**HOW TO COMPLETE THIS TASK**
The expected answer is the set of lines in the data below between the line holding "the metal pole" and the line holding "the green ribbon", inclusive, written out exactly.

**DATA TO USE**

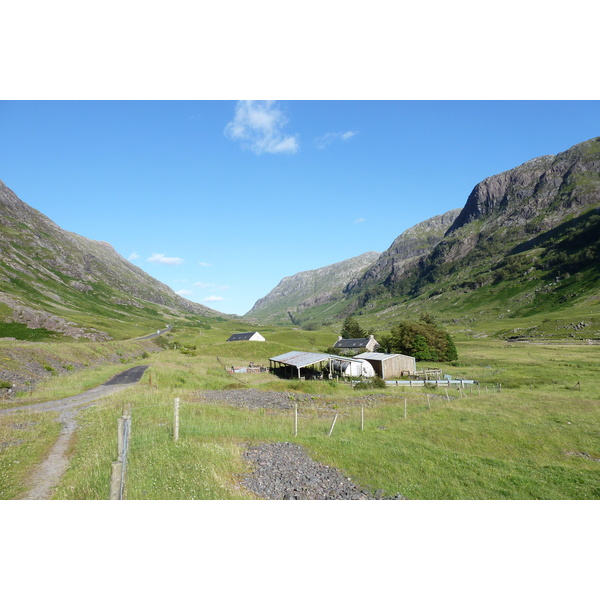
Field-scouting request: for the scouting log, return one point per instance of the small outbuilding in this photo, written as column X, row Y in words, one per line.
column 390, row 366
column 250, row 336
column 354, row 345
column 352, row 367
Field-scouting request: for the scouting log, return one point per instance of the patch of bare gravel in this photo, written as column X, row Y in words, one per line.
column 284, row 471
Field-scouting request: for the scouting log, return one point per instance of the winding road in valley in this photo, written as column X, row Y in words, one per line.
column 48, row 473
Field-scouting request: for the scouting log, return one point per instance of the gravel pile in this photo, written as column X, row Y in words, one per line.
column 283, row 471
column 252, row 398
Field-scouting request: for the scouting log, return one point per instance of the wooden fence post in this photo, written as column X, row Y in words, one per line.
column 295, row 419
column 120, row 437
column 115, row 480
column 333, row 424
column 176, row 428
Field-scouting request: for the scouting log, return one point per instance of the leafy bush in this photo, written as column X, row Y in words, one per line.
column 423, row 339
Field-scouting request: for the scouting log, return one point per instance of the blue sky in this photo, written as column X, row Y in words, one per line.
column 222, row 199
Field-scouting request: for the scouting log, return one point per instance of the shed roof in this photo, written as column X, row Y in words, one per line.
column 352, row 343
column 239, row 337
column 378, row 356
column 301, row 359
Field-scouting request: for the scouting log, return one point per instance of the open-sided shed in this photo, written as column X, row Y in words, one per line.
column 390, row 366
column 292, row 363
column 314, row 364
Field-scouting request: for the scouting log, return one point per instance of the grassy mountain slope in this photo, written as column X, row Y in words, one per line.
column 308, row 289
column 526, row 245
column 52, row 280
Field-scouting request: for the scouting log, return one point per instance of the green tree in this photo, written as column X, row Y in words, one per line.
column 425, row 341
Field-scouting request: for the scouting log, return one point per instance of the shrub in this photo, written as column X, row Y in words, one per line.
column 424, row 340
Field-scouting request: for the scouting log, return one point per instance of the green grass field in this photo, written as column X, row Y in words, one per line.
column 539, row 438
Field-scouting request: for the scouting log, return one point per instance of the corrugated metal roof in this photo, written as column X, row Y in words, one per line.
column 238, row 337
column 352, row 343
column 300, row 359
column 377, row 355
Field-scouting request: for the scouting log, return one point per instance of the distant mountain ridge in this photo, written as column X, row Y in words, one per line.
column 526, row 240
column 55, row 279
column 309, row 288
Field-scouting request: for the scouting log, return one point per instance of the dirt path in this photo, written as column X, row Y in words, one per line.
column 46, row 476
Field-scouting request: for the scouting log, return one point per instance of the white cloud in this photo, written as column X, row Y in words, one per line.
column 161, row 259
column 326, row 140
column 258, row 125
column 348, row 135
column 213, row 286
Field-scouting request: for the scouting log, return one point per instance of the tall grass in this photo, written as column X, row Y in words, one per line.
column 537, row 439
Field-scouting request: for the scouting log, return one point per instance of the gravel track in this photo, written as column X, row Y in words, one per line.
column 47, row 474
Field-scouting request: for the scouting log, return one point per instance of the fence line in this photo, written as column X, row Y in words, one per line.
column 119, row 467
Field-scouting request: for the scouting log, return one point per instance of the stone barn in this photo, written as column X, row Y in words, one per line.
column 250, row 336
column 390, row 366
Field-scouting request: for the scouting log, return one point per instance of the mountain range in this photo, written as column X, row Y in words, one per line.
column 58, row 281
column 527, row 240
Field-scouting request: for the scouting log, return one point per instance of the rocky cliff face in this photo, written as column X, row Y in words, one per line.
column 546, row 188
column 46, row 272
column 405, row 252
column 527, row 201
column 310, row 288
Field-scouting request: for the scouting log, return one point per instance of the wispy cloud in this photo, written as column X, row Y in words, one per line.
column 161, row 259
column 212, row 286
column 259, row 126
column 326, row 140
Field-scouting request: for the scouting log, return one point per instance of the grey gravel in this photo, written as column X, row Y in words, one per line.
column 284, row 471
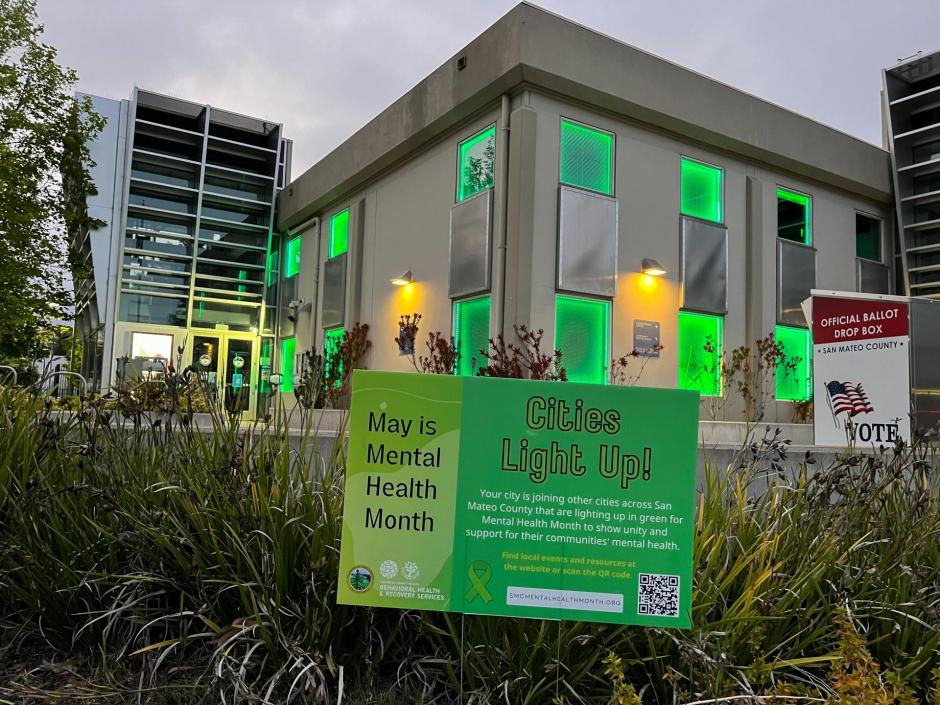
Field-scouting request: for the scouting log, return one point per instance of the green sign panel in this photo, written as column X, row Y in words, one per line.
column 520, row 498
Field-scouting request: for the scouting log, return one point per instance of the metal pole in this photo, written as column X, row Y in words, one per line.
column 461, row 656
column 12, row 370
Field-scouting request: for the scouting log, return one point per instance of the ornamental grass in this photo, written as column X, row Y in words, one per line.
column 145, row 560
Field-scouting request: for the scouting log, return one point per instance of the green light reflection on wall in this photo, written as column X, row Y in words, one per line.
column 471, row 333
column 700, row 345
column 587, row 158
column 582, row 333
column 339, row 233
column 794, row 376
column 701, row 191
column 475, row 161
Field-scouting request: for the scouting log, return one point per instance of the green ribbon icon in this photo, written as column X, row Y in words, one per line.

...

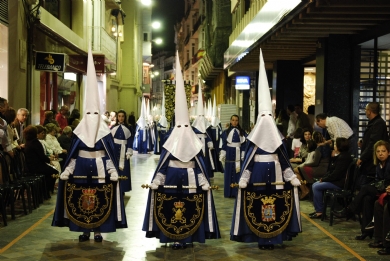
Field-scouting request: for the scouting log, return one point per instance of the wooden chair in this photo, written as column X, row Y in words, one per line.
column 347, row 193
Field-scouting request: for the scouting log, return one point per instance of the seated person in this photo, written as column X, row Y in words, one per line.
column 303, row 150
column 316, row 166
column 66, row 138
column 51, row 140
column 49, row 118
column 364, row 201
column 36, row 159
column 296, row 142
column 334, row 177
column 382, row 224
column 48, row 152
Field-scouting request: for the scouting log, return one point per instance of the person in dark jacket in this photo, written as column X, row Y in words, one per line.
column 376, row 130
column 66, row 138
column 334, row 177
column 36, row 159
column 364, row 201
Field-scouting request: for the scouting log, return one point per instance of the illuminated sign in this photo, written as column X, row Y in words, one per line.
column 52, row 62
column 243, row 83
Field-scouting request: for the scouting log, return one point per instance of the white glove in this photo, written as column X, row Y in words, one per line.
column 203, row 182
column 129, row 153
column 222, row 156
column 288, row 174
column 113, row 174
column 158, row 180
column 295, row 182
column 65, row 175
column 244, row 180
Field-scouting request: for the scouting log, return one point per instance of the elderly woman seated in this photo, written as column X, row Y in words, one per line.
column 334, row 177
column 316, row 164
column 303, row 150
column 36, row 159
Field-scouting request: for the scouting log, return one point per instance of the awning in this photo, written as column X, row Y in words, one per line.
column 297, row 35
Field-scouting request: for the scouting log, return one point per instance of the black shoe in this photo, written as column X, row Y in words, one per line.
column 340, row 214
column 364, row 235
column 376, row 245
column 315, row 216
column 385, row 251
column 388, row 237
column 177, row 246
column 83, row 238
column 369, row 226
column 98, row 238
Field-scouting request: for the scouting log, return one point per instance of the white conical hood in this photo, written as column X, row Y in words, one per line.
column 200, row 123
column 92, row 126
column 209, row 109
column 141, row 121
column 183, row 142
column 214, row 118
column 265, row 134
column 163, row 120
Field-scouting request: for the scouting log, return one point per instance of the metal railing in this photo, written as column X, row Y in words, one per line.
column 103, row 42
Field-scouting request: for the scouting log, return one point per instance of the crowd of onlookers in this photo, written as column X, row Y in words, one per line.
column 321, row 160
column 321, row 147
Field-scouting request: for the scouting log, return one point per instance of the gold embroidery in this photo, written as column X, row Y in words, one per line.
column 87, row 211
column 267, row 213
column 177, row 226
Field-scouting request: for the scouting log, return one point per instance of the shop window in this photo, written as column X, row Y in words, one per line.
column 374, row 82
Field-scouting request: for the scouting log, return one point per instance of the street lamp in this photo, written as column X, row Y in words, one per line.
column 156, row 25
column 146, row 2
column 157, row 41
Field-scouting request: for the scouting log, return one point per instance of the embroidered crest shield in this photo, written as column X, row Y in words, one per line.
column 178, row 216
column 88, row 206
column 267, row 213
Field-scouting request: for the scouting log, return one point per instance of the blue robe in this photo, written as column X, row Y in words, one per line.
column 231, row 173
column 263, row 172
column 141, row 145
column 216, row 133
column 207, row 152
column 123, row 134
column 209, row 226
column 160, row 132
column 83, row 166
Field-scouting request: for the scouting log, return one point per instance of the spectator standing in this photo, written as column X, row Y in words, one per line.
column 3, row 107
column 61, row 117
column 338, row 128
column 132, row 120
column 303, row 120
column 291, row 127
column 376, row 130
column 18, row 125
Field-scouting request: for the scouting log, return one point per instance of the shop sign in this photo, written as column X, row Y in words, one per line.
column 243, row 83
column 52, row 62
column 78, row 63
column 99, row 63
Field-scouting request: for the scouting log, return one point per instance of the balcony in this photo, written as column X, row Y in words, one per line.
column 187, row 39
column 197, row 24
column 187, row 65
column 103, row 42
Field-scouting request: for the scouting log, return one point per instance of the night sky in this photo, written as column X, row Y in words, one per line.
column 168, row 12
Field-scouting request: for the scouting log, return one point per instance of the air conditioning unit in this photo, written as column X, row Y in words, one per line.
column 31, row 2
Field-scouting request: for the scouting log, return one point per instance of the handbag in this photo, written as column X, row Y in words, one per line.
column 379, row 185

--

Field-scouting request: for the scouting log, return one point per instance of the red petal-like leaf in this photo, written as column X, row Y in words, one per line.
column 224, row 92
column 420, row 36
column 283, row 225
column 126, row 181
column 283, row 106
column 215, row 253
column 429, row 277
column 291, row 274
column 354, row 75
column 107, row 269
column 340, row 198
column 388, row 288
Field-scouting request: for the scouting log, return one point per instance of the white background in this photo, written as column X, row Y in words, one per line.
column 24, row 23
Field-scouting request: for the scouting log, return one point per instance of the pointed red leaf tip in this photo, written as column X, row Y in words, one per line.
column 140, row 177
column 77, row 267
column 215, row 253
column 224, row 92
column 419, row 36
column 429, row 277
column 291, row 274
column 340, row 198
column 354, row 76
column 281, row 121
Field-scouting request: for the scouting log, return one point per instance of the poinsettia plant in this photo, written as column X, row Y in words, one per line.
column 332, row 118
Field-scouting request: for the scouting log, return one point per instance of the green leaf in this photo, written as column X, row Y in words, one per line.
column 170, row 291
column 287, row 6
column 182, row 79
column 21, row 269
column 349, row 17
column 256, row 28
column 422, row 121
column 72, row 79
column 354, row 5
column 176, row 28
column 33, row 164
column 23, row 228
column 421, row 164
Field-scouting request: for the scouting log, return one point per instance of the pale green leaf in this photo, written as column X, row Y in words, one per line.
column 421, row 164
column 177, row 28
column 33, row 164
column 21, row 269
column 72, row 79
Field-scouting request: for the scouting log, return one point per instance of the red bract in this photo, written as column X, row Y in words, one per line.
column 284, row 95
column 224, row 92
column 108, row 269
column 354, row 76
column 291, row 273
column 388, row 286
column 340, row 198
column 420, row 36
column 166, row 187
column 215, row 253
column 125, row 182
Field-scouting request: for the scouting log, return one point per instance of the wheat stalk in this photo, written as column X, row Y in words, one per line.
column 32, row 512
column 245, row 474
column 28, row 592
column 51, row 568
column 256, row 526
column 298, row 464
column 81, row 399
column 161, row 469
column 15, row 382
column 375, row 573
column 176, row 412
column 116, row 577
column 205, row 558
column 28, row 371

**EXPECTED ANSWER**
Field-scouting request: for the scouting log, return one point per instance of the metal pole in this photo, written as column X, row Y in words, one per line.
column 461, row 656
column 12, row 370
Field-scouting request: for the scouting log, return one point per instance of the ornamental grass in this photo, written as column X, row Y in words, one per line.
column 145, row 560
Field-scouting request: for the scouting log, return one point per instance of the green light reflection on wall in this photo, written as column X, row Y in words, one per line.
column 471, row 333
column 700, row 345
column 587, row 158
column 582, row 333
column 339, row 233
column 794, row 376
column 701, row 191
column 475, row 161
Field-scouting request: for the scouting log, return one point per instance of the green ribbon icon in this photo, written as column X, row Y in words, one per line.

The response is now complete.